**WRITTEN EXERCISE A**
Pull out every line of the listing that contains the string "water". Treat uppercase and lowercase letters as different.

**DOCUMENT SEGMENT**
You are viewing a plain text version of this content. The canonical link for it is here.
Posted to dev@spark.apache.org by Michael Segel <ms...@hotmail.com> on 2015/12/14 19:58:46 UTC

Secondary Indexing of RDDs?

Hi, 

This may be a silly question… couldn’t find the answer on my own… 

I’m trying to find out if anyone has implemented secondary indexing on Spark’s RDDs.

If anyone could point me to some references, it would be helpful. 

I’ve seen some stuff on Succinct Spark (see: https://amplab.cs.berkeley.edu/succinct-spark-queries-on-compressed-rdds/ <https://amplab.cs.berkeley.edu/succinct-spark-queries-on-compressed-rdds/> ) 
but was more interested in integration with SparkSQL and SparkSQL support for secondary indexing. 

Also the reason I’m posting this to the dev list is that there’s more to this question … 


Thx 

-Mike


Re: Secondary Indexing of RDDs?

Posted by Michael Segel <ms...@hotmail.com>.
Hi, 

Not exactly what I was looking for…. 

Think more along the idea of indexes like an inverted table  where you have (K,V) —> (V,K) transformation or a more ‘traditional’ index like a B-Tree, R-Tree, etc … type of secondary indexing. 

To give you an example… suppose you have a database of all of the insurance claims for automobile accidents and you wanted to find the average cost of fixing a front end collision to a car, and then group / average by make and model.

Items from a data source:
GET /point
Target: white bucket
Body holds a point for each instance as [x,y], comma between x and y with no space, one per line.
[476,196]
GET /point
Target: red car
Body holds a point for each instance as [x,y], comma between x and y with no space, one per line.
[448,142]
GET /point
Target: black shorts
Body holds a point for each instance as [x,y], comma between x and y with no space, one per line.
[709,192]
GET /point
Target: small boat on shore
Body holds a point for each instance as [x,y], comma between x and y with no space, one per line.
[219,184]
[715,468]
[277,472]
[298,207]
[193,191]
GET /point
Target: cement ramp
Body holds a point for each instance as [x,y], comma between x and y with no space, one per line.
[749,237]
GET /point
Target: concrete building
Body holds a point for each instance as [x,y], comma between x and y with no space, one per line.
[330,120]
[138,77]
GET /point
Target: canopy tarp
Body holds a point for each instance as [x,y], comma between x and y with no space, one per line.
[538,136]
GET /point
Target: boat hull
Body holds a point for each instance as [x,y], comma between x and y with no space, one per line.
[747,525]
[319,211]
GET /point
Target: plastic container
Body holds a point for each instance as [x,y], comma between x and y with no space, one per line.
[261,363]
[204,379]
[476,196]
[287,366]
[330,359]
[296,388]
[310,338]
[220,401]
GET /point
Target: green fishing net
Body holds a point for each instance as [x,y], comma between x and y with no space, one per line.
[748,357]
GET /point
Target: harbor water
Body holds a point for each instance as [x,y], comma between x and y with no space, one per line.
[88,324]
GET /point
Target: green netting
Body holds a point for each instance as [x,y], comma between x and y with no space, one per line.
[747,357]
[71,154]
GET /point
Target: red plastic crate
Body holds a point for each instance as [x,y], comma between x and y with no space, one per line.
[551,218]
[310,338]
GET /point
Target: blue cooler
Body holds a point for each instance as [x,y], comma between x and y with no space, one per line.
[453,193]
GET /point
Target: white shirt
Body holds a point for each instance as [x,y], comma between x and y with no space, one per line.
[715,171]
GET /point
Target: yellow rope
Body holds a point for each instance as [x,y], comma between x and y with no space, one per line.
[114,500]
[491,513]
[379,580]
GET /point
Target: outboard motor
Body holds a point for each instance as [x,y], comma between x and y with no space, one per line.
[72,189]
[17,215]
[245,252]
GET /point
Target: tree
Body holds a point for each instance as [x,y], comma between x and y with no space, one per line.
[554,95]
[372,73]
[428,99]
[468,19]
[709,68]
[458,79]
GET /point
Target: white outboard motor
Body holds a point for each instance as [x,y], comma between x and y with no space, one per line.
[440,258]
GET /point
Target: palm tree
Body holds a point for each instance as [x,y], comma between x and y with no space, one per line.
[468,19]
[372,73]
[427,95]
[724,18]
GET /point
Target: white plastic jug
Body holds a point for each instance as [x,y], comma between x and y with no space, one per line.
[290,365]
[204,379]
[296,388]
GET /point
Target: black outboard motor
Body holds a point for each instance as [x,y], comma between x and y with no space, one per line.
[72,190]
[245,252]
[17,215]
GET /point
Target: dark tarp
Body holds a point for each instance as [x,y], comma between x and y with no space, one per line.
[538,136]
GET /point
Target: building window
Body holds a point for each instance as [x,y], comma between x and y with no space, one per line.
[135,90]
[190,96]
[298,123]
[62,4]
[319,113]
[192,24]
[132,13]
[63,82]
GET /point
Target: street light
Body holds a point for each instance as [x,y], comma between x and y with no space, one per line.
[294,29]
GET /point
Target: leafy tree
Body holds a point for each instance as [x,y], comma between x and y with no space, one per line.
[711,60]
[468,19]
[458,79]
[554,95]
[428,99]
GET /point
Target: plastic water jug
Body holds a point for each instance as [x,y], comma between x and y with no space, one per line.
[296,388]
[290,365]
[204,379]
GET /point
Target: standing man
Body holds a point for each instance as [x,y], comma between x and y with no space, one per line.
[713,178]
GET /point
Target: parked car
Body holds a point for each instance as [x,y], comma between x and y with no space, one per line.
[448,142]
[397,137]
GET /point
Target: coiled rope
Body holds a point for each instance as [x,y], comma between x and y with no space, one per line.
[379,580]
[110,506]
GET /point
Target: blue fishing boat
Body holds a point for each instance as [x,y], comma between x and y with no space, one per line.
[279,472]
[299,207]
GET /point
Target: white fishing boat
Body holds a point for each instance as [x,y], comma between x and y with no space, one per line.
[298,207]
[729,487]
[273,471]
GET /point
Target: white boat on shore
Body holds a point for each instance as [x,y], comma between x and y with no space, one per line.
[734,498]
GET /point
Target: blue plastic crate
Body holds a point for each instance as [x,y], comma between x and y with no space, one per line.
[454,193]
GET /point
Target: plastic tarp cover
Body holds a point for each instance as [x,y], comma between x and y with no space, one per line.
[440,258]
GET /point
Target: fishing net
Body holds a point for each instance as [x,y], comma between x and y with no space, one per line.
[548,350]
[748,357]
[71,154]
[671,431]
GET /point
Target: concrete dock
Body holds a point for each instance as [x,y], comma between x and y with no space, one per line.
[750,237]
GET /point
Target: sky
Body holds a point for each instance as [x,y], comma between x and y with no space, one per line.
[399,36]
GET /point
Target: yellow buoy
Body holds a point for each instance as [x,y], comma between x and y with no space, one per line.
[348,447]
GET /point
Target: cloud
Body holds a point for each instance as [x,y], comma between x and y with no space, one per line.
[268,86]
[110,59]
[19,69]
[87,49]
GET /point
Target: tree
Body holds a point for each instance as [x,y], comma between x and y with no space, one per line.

**WRITTEN EXERCISE B**
List every kind of index that the second message in the thread on secondary indexing of RDDs gives as an example.

**EXERCISE ANSWER A**
Target: harbor water
Target: plastic water jug

**EXERCISE ANSWER B**
- Inverted table
- B-Tree
- R-Tree